_Items_.
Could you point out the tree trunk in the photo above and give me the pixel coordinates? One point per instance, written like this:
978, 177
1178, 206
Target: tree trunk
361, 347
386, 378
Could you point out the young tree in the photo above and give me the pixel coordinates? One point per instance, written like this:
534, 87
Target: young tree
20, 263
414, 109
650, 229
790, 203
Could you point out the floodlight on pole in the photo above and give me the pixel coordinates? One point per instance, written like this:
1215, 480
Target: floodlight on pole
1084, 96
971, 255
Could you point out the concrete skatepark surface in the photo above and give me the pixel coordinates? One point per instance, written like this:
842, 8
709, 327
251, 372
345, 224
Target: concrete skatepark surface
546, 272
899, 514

* * *

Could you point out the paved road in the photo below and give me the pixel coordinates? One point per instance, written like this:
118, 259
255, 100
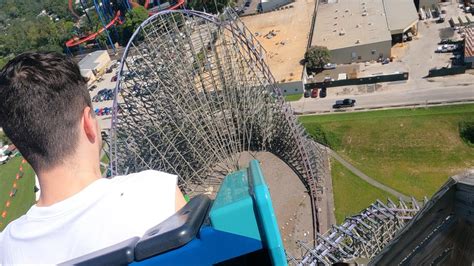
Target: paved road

==

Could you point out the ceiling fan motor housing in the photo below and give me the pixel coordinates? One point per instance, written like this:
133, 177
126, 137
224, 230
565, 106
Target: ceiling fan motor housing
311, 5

_Exercise_. Count the lines in the rows above that contain the word "young", with case mattering. Reply with the number alone.

_Solution to this exercise_. 2